→ **Seçilen Metin**:
Zihinsel yapi olarak anladigim imge dil oncesi bir olusum bir realm. Algilardan suzulmus, anlam kazanmamis, yargisal kaliplarin bulasmadigi, uzam ve zamandan bagimsiz bir hammadde. Aslinda bir na-hammade (hammadeolmamis). Ne zaman ki dil ise karisip uzerine anlam, yargilar, ve duygusal uzantilar yuklenince maddelesmekte ve kulturel bir yapiya donusmektedir. Bu siradan insanin ya da daha ozelde insanin bilme ediminin basitlesmis bir hali. Bundan sonra sanatcinin bilincli ve aktif olarak bu diloncesi hammadeyi disarda hali hazirda varolan gorsel ve sessel olanaklari kullanarak anlatimi ya da ifade etmeyi varolan dil (gorsel ve isistsel) olanaklarinin otesine tasimak icin urettigi ve kurdigi bir sey olarak anliyorum. Nazim Saman Sarisi adli siirde imgeleriyle okuyucuyu bu verili maddesel kosullarin otesine (meta otesine) basariyla tasimistir; ayriligi, yalnizligi, yaslanmayi ve daha bir nice kelimeye gelmez duyguyu imgeler araciligyla anlatmis ve en guzeli de okuyucuda bu soyut seyler somutlanmis nerdeyse elle dokunur bir seye donusmustur.

→ **Veri Bölümü**:
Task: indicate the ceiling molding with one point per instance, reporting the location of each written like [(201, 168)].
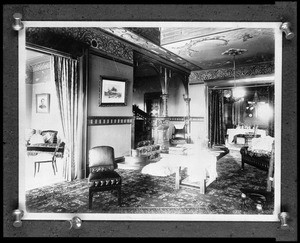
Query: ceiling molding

→ **Yönerge**:
Lütfen imge üzerine yukarıdaki metnin tamamını hiçbir değişiklik yapmadan yeniden yazın.

→ **Yazılı Yanıt**:
Zihinsel yapi olarak anladigim imge dil oncesi bir olusum bir realm. Algilardan suzulmus, anlam kazanmamis, yargisal kaliplarin bulasmadigi, uzam ve zamandan bagimsiz bir hammadde. Aslinda bir na-hammade (hammadeolmamis). Ne zaman ki dil ise karisip uzerine anlam, yargilar, ve duygusal uzantilar yuklenince maddelesmekte ve kulturel bir yapiya donusmektedir. Bu siradan insanin ya da daha ozelde insanin bilme ediminin basitlesmis bir hali. Bundan sonra sanatcinin bilincli ve aktif olarak bu diloncesi hammadeyi disarda hali hazirda varolan gorsel ve sessel olanaklari kullanarak anlatimi ya da ifade etmeyi varolan dil (gorsel ve isistsel) olanaklarinin otesine tasimak icin urettigi ve kurdigi bir sey olarak anliyorum. Nazim Saman Sarisi adli siirde imgeleriyle okuyucuyu bu verili maddesel kosullarin otesine (meta otesine) basariyla tasimistir; ayriligi, yalnizligi, yaslanmayi ve daha bir nice kelimeye gelmez duyguyu imgeler araciligyla anlatmis ve en guzeli de okuyucuda bu soyut seyler somutlanmis nerdeyse elle dokunur bir seye donusmustur.